┌─ DOCUMENT SEGMENT

In the final event of the four-day championships, Mantia sprinted the final 100m to win the title in 7:35.66. It’s his first gold medal this season, but not his first win in this event. He won the Mass Start at the 2017 World Single Distance Championships as well.

“I decided I was going to go into the last corner wide, I didn’t hear anybody coming on the inside, and I took advantage of them bumping into each other and that’s all she wrote,” Mantia said through U.S. Speedskating.

Full results are here.

The two skaters who bumped were South Koreans Cheonho Um and Jaewon Chung, who finished second and third in the race in 7:36.11 and 7:36.30, respectively.

“This year started out a little rough for me, but I’ve been training hard this last month and a half,” Mantia continued. “You train as hard as you can, and you try to put yourself in a position to take advantage of whatever the race presents, and I was able to do that today.”

└─
┌─ STORED DATA

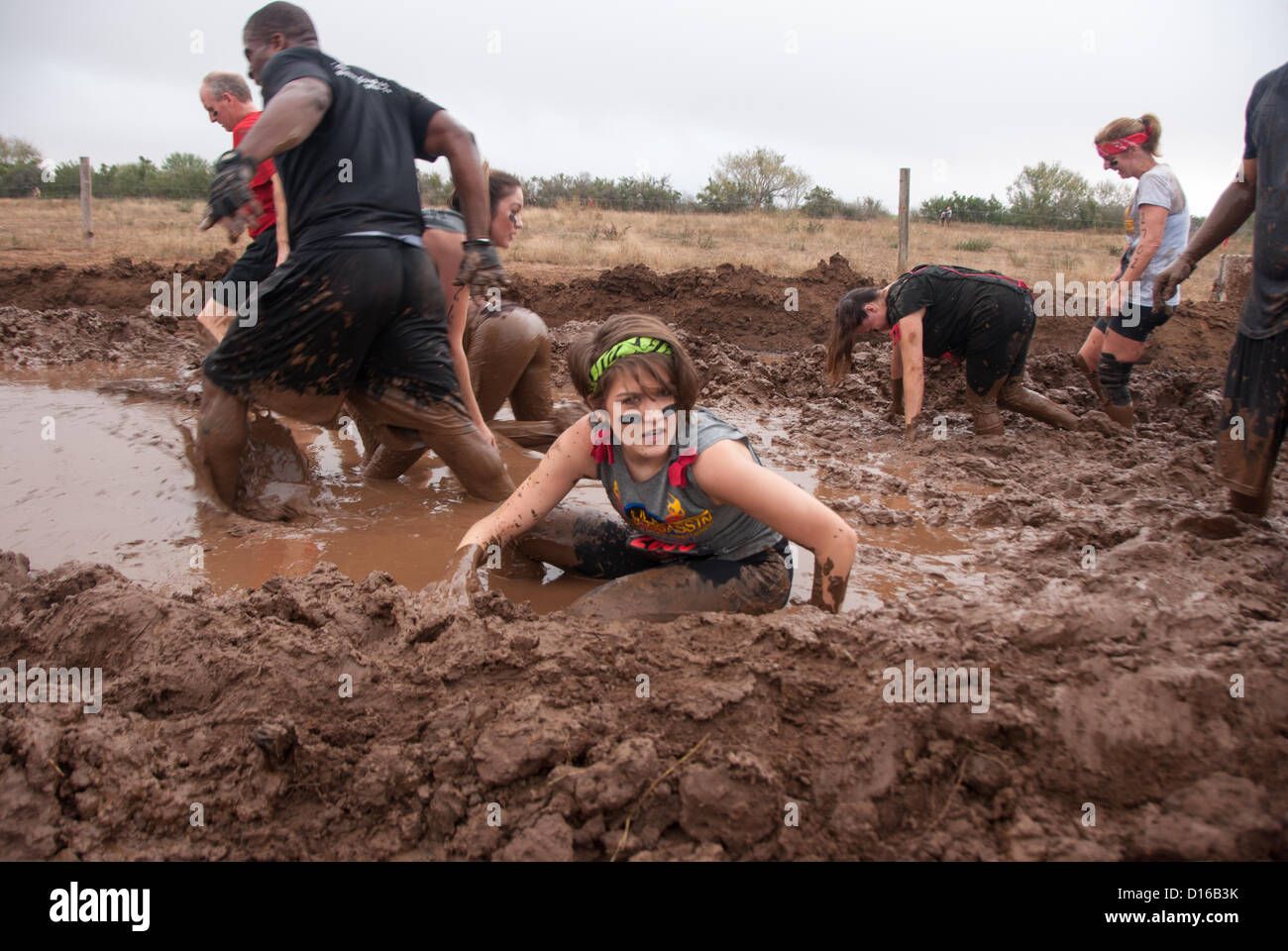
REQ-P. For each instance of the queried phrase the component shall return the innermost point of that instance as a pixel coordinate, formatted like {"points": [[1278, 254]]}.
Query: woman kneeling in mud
{"points": [[984, 318], [702, 522]]}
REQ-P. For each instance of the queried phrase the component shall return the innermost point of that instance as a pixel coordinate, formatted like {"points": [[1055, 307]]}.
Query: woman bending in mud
{"points": [[1158, 227], [702, 522], [500, 351], [984, 318]]}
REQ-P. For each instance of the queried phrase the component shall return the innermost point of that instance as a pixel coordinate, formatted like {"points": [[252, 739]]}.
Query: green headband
{"points": [[627, 347]]}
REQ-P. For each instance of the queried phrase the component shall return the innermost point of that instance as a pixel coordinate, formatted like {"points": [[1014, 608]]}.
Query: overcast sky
{"points": [[962, 93]]}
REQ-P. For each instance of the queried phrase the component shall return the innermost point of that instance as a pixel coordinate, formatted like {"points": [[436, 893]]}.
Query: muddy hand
{"points": [[231, 198], [1167, 282], [481, 266], [455, 593], [833, 583], [896, 411]]}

└─

◆ **GIVEN REQUEST 1**
In the speed skating excerpt, who finished second in the race, and in what time?
◆ **GIVEN REQUEST 2**
Print the passage of the speed skating excerpt that opens with the words containing "In the final" and closes with "Championships as well.".

◆ **WRITTEN REPLY 1**
Cheonho Um of South Korea finished second in 7:36.11.

◆ **WRITTEN REPLY 2**
In the final event of the four-day championships, Mantia sprinted the final 100m to win the title in 7:35.66. It’s his first gold medal this season, but not his first win in this event. He won the Mass Start at the 2017 World Single Distance Championships as well.